Exercise brief | Copy every row below word for word, but leave out the pictures.

Data provided |
======

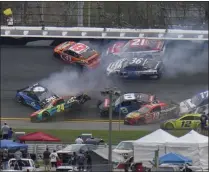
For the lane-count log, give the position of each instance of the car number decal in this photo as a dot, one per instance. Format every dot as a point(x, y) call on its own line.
point(39, 89)
point(60, 108)
point(79, 48)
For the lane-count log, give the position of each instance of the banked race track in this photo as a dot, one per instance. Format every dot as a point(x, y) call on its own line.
point(23, 66)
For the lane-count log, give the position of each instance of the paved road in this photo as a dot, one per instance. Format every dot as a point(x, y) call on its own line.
point(22, 66)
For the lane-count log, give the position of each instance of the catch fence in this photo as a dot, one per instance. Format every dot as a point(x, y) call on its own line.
point(192, 15)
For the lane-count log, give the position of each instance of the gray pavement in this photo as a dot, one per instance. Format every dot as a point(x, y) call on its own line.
point(22, 66)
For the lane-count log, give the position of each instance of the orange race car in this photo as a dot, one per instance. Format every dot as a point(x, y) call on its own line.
point(79, 53)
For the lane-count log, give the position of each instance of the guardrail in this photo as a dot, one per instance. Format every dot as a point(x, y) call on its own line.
point(102, 33)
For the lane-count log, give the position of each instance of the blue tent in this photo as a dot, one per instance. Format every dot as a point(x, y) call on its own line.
point(173, 158)
point(9, 144)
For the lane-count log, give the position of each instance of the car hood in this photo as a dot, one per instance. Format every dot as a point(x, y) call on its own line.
point(186, 106)
point(115, 66)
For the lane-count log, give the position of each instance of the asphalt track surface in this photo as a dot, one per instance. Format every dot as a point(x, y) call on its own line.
point(22, 66)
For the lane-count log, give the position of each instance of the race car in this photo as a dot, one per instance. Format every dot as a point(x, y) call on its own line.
point(77, 53)
point(151, 113)
point(35, 96)
point(191, 105)
point(58, 106)
point(138, 47)
point(136, 68)
point(125, 103)
point(187, 121)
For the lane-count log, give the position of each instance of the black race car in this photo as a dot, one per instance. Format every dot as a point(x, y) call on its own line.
point(125, 103)
point(36, 96)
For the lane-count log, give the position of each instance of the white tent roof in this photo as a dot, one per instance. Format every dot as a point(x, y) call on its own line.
point(157, 137)
point(190, 138)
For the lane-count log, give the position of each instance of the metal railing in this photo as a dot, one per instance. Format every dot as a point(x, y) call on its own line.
point(109, 14)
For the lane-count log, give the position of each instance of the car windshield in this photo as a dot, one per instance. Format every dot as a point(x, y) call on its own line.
point(144, 110)
point(196, 100)
point(25, 163)
point(90, 52)
point(125, 146)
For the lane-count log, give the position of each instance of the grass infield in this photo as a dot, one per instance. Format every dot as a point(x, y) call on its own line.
point(69, 136)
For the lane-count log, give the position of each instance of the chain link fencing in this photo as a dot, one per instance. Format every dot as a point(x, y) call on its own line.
point(191, 15)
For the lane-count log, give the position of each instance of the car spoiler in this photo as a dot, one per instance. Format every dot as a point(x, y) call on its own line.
point(19, 90)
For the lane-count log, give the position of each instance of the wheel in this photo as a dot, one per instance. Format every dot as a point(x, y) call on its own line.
point(56, 55)
point(45, 116)
point(169, 126)
point(20, 100)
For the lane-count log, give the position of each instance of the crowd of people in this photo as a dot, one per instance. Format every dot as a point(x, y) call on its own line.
point(77, 160)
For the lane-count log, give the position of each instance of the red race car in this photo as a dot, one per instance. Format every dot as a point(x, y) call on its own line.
point(139, 46)
point(151, 113)
point(79, 53)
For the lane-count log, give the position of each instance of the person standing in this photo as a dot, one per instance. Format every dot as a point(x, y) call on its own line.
point(79, 140)
point(53, 158)
point(18, 157)
point(10, 133)
point(88, 161)
point(5, 158)
point(5, 131)
point(46, 158)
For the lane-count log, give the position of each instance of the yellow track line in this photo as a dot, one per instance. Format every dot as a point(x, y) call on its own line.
point(72, 120)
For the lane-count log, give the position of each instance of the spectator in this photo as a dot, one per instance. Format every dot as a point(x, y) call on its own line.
point(18, 156)
point(5, 131)
point(10, 133)
point(46, 158)
point(53, 158)
point(79, 140)
point(5, 158)
point(88, 161)
point(81, 160)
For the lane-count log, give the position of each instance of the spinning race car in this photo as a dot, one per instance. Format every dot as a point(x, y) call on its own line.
point(35, 96)
point(125, 103)
point(58, 106)
point(187, 121)
point(195, 103)
point(77, 53)
point(138, 47)
point(151, 113)
point(136, 68)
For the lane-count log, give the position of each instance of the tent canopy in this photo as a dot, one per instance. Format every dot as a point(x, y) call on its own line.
point(173, 158)
point(190, 138)
point(9, 144)
point(157, 137)
point(38, 136)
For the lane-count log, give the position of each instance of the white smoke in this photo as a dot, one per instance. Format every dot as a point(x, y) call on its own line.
point(185, 59)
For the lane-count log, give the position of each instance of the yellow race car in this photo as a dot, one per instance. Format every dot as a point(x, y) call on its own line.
point(187, 121)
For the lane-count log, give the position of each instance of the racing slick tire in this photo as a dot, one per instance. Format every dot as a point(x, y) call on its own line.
point(19, 99)
point(169, 126)
point(45, 116)
point(56, 55)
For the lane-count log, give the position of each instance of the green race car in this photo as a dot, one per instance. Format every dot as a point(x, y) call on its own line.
point(187, 121)
point(58, 106)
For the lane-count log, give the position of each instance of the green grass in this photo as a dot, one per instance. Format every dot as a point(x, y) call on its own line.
point(69, 136)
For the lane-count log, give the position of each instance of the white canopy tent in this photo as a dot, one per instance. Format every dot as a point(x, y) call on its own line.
point(192, 145)
point(144, 148)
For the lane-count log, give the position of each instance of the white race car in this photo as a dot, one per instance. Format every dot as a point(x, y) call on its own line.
point(137, 48)
point(197, 103)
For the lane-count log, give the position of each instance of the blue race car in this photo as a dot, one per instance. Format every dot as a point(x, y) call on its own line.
point(36, 96)
point(136, 68)
point(125, 103)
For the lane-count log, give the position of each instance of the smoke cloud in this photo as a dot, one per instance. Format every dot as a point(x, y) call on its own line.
point(186, 58)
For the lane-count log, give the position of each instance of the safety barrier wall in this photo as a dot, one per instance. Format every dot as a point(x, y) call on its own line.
point(101, 33)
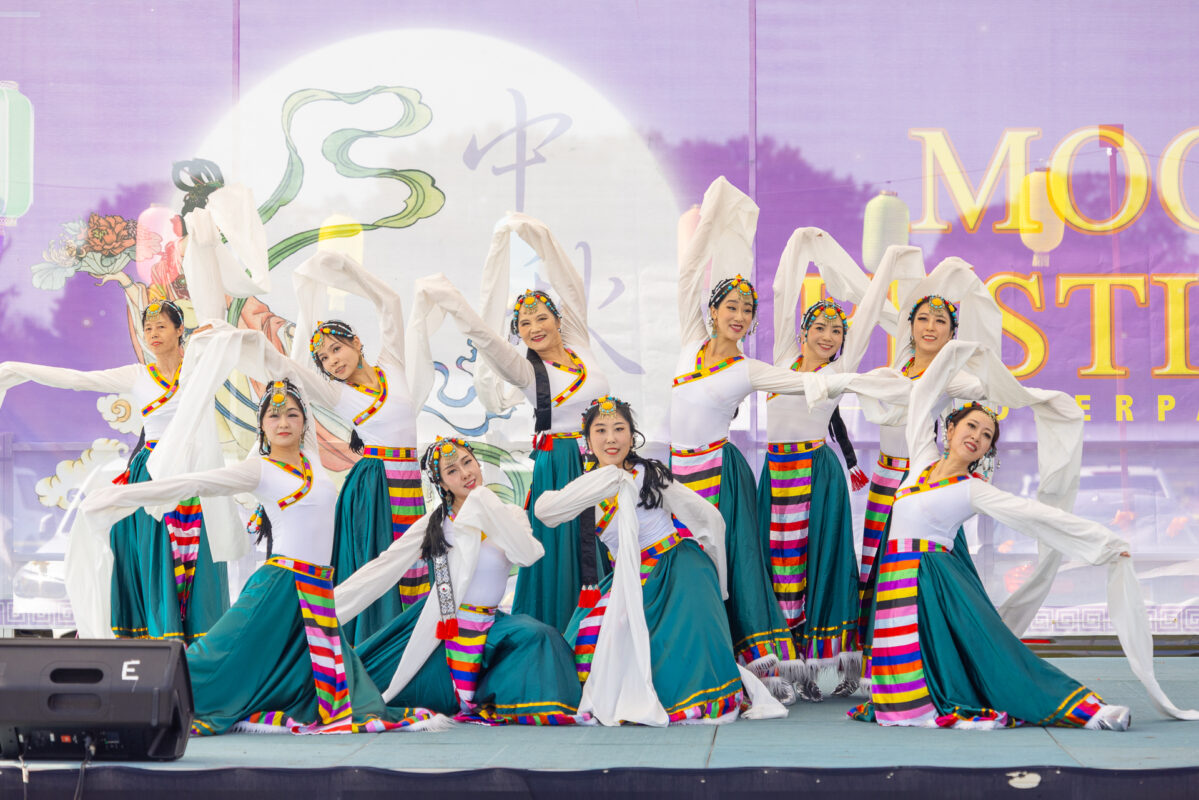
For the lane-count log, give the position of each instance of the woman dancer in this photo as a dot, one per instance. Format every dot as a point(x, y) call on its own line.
point(381, 495)
point(164, 583)
point(714, 378)
point(966, 669)
point(555, 373)
point(949, 299)
point(943, 654)
point(802, 498)
point(276, 661)
point(457, 654)
point(634, 662)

======

Response to this exercise |
For the lane-count log, give the position of each instance of the car number decal in this photo as a dot, one per instance. Format every dot as a point(x, y) call on its own line.
point(39, 89)
point(60, 108)
point(79, 48)
For the lane-count log, give the position of each instance of the banked race track in this photo as a dot, one per instance. Format every dot as a point(x, y) call on its own line.
point(23, 66)
For the lane-count log, give the position of each instance of the paved road in this photo as a dot, one per instance. Format every dot as a point(x, y) call on its own line.
point(22, 66)
For the lane-count log, give the position of each instance of the catch fence in this photo as a dot, one per instance. Format every dot as a point(x, y) call on its own line.
point(192, 15)
For the lane-count log, give the position of each instance of the gray pavement in this photo as a dot, one per instance. Format every dot as a point(x, y) call on its own line.
point(22, 66)
For the lane-count log, give the position of each instance of the orange race car in this photo as a dot, one per instance. Format every dot as a point(x, y) call on its own line.
point(79, 53)
For the lane-count log, give the position of each instance of the guardrail in this photo as a dot, one per instance. Format every dot as a point(x, y) call on its own line.
point(102, 33)
For the lane-count log, give the position of each instance of the blue tent in this photo as a dot, one per instance. Format every dot as a point(x, y) call on its own line.
point(173, 158)
point(9, 144)
For the lane-count log, give the position of each instance of the car hood in this photo as a dot, one per instance. Format every dot as a point(x, y) call on its own line.
point(186, 106)
point(115, 66)
For the lane-count log, give the position of each instance of the asphalt track surface in this photo as a dot, one per instance. Format every dot as a point(x, y) call on its own line.
point(22, 66)
For the lane-count log, give the position of each instance of the race car in this photo as a dot, one per instance. Format every dot as a point(x, y) call on its own line.
point(77, 53)
point(151, 113)
point(35, 96)
point(191, 105)
point(58, 106)
point(138, 47)
point(136, 68)
point(125, 103)
point(187, 121)
For the lane-count log, give the position of each instance of the black race car in this photo as a dot, one per instance. Format every dot as a point(x, y) call on its own line.
point(125, 103)
point(36, 96)
For the lane-count log, give the position of each instance of the white tent roof in this photo as a dot, one per instance. Format every dot as a point(x, y) call on its own line.
point(157, 137)
point(190, 138)
For the lane-count log, give the position of each instance of the metal railing in this photo as a dot, one per instance. Format every dot as a point(x, y) call on its own line.
point(109, 14)
For the lane-count log, give the position of each instance of the car windshield in this photo as a dot, one per instance. Format every dot as a point(x, y) call on its own line.
point(144, 110)
point(196, 100)
point(25, 163)
point(90, 52)
point(125, 146)
For the lane-count log, give the position of each instance of the grass infield in this photo as a dot, one per instance. Format every dot as a point(x, y) call on its own line.
point(69, 136)
For the lane-count log, give the position of each instance of the chain link fencing in this photo as a dot, one per instance. Format every dot as a point(x, y) call on its own line.
point(191, 15)
For the lane-count log, give the position of each instance of the car spoiler in this photo as a dot, one per instance. Format every dot as a point(x, y) call on its own line.
point(19, 90)
For the lane-count log, give the position of each instance of the wheel in this photo as a dot, one per instance. Format every dot as a point(x, y) call on its own line.
point(56, 55)
point(45, 116)
point(169, 126)
point(20, 100)
For the lane-count log, give the position of each instance of the crowd of people in this photo as a dot, one per instance. Format every dot as a point(x, y) call on its own line.
point(77, 160)
For the lane-count log, give the position of each instance of the red race car in this photo as a dot, one per instance. Format every dot as a point(x, y) call on its own line.
point(139, 46)
point(151, 113)
point(79, 53)
For the lane-count log, give the position of each instance of the person standing in this photo as a dot, one per instance. Format every dot as a point(x, y) call on its own line.
point(79, 140)
point(53, 158)
point(18, 157)
point(10, 133)
point(88, 161)
point(5, 158)
point(5, 131)
point(46, 158)
For the lane-count log, give the position of each instance of the yellow track line in this photo as a dot, one per instance. Format every dot as a point(x, y) call on its own line.
point(72, 120)
For the lane-count log, give the position of each instance of the spectator in this photo as a dot, one per instance. Format every dot as a point(x, y) call on its own line.
point(18, 156)
point(5, 131)
point(10, 133)
point(46, 158)
point(53, 158)
point(79, 140)
point(5, 158)
point(88, 161)
point(81, 160)
For the lane-count log, give the position of each instance of the spinning race car in this photo as a dot, one per instance. Format every dot as a point(x, y) call on its own line.
point(35, 96)
point(125, 103)
point(58, 106)
point(187, 121)
point(195, 103)
point(77, 53)
point(138, 47)
point(151, 113)
point(136, 68)
For the lane-count log, give the position of each instance of the tent canopy in this photo as a dot, one per instance. Format every dot as a point(x, y) call on its own line.
point(173, 158)
point(190, 138)
point(9, 144)
point(157, 137)
point(38, 136)
For the lane-count log, give the position of each instance of the white smoke in this photo as a dot, one per instance. Format every dot as a point(x, y) call on its own line.
point(185, 59)
For the lane-count log, give the position of each instance of the yellow race car in this photo as a dot, one per instance. Format every dot as a point(x, y) call on its own line.
point(187, 121)
For the lane-count log, give the position of each instance of the racing slick tire in this photo as a dot, one per instance. Format every dot as a point(x, y) call on its own line.
point(19, 99)
point(169, 126)
point(45, 116)
point(56, 55)
For the lane-count log, give the position of each instance of the green race car in this photo as a dot, one per instance. Format every dot as a point(x, y) call on its own line.
point(187, 121)
point(58, 106)
For the lane-count log, give the position of each instance of the green grass in this photo as a dot, one per instance. Format every dot as a point(x, y) call on its own line.
point(69, 136)
For the lane-count log, give the position of each instance of the white canopy tent in this photo as a dot, one per instance. Format every dot as a point(x, y) call on its own line.
point(192, 145)
point(144, 148)
For the lane-count log, give the position of each instance of the white race car in this photo as a dot, one per instance. Format every dot as a point(x, y) call on its own line.
point(137, 48)
point(197, 103)
For the lane-count log, give the position of each instance of the blue race car in this photo as a dot, one per instance. Format every dot as a point(x, y) call on its own line.
point(36, 96)
point(136, 68)
point(125, 103)
For the lane-count log, give the position of each instance of the smoke cloud in this photo as a dot, one per instance. Format every dot as a point(x, y) call on its own line.
point(186, 58)
For the lane-count log, give the position of each instance of the safety barrier wall in this photo as a dot, one per instance. Format every dot as a point(x, y) call on its own line.
point(101, 33)
For the lane-count log, give the position of each instance of the woman dancer in this photo as a dot, one per instance. Format every dot as a point(x, y) call on its own line.
point(381, 495)
point(164, 583)
point(714, 378)
point(966, 669)
point(555, 373)
point(949, 299)
point(943, 654)
point(802, 498)
point(276, 661)
point(457, 654)
point(634, 662)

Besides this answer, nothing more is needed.